◆ Task statement
Reproduce the data that follows precisely.

>>

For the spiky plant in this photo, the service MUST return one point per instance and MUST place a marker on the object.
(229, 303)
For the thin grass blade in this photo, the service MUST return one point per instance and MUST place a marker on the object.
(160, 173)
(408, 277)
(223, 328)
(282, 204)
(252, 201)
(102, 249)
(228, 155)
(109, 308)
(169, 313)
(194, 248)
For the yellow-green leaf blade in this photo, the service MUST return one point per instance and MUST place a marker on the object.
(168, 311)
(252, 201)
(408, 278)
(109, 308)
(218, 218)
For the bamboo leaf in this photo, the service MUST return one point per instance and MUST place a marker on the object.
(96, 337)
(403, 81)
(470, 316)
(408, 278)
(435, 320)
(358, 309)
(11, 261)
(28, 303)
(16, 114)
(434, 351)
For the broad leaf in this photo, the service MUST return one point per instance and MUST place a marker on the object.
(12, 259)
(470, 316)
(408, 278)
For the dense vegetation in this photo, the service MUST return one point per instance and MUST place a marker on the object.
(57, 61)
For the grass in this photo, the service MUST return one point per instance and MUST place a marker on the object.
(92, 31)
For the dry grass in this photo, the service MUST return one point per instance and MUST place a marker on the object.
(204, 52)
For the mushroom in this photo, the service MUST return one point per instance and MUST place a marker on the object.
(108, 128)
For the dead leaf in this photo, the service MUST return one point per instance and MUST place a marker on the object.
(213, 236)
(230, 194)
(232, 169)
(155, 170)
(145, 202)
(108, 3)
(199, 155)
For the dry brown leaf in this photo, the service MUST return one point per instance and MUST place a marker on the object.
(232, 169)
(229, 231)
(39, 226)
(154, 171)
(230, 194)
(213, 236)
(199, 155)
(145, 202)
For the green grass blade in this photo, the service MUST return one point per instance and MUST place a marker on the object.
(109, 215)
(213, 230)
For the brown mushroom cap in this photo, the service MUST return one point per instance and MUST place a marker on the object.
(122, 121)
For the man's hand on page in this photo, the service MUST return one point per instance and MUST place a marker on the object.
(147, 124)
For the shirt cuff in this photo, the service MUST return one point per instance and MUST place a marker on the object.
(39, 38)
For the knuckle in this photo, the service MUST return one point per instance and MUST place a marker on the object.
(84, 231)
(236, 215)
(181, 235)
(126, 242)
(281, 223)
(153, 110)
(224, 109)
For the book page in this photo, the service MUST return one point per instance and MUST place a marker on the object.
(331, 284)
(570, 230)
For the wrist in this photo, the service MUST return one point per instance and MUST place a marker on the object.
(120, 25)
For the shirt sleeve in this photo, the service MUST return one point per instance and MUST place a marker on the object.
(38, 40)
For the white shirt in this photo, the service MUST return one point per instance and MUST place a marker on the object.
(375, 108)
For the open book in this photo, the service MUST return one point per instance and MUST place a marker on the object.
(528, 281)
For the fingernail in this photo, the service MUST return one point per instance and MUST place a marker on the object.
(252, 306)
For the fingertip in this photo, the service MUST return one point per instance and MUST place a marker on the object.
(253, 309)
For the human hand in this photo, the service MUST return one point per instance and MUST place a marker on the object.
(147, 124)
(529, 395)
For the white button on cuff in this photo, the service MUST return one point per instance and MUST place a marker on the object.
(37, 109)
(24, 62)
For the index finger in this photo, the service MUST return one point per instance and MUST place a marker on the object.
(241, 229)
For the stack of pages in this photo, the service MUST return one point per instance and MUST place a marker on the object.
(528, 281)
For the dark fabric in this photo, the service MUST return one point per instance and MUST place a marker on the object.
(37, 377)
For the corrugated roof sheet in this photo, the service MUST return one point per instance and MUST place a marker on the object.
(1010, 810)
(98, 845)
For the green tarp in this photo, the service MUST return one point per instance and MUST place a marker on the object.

<<

◆ Exercise result
For the spiky plant in this photo, the service MUST return one point per instance and MUST place a marker on the object.
(229, 303)
For the thin grass blade in this photo, the service MUST return one point per instance and MUST place a marker on the object.
(160, 173)
(408, 277)
(223, 328)
(282, 204)
(252, 201)
(102, 249)
(228, 155)
(109, 308)
(169, 313)
(194, 248)
For the yellow-green leaf blade in this photo, the service MUST return one point per instance and MUST place a marker on the object.
(168, 311)
(252, 201)
(408, 278)
(109, 308)
(218, 218)
For the bamboo leaf in this photo, the service MUST return one point per instance and MUST place a marker on the object.
(96, 337)
(403, 81)
(470, 316)
(408, 278)
(435, 320)
(358, 309)
(11, 261)
(28, 303)
(16, 114)
(434, 351)
For the broad leaf in this photo, the service MUST return one point per instance and MUST place a marker on the object.
(12, 259)
(470, 316)
(408, 278)
For the dense vegetation in this photo, the service MUST return one point per instance and MUST place a marker on the object.
(57, 61)
For the grass in this photo, the service MUST return one point per instance and MUST place a marker on the object.
(92, 31)
For the dry grass in this photo, the service MUST return one point per instance and MUST place a marker on the object.
(204, 52)
For the mushroom in this photo, the service MUST return one point per instance and MUST place a marker on the object.
(108, 128)
For the dead leaf in this photo, the service MUST return one point per instance and MUST place a marker on the object.
(213, 236)
(230, 194)
(232, 169)
(155, 170)
(145, 202)
(108, 3)
(199, 155)
For the dry brown leaf in this photo, the service MUST return one point per instance and MUST place a marker on the object.
(232, 169)
(229, 231)
(39, 226)
(154, 171)
(230, 194)
(213, 236)
(199, 155)
(145, 202)
For the green grass blade in this photo, the service MUST return one point per instance and MUST place a marker on the object.
(109, 215)
(213, 230)
For the brown mushroom cap in this photo, the service MUST return one point per instance and MUST place a marker on the object.
(122, 121)
For the man's hand on page in this photo, the service MUST return one point per instance and MUST place a marker on the object.
(147, 124)
For the shirt cuff in this photo, the service MUST return one point per instance and MUST place a marker on the object.
(39, 38)
For the knuckle in this photo, the service MUST return one point per instance and MUST place a marker on the object.
(84, 231)
(236, 215)
(181, 235)
(126, 242)
(281, 223)
(153, 110)
(224, 109)
For the book page in this photo, the service MUST return one point per instance and MUST place a marker on the object.
(331, 284)
(570, 230)
For the wrist in this photo, the service MUST return one point per instance and MUST place a marker on the object.
(120, 25)
For the shirt sleeve in this photo, the service MUST return one point per instance and MUST place a marker on the object.
(38, 40)
For the white shirt in this photo, the service MUST return one point per instance and MUST place a marker on the object.
(375, 108)
For the open book in this photo, the service MUST return one point per instance and MUST place a marker on the object.
(528, 281)
For the fingernail in this photo, the service MUST return one point per instance and MUST place a marker on the object.
(252, 306)
For the fingertip in this photo, the service MUST return one point per instance and MUST place a marker on the object.
(253, 309)
For the human hand in this photo, the service MUST return one point per instance and MUST place a marker on the object.
(147, 124)
(529, 395)
For the white button on cuff in this photo, the service MUST return one point per instance and MUST place a marker on the object.
(37, 109)
(24, 62)
For the index finger in this photo, the service MUST return one point per instance and MUST place a marker on the object.
(241, 229)
For the stack of pages in this photo, the service MUST return one point per instance and MUST place a marker on the object.
(528, 281)
For the dark fabric in this photo, the service MUST return one point per instance and MUST place a marker on the object.
(37, 377)
For the corrugated roof sheet in this photo, the service MUST return one point per instance and MUST place a marker on the object.
(1010, 810)
(98, 845)
For the green tarp in this photo, the service MUST return one point per instance and MUST place a marker on the object.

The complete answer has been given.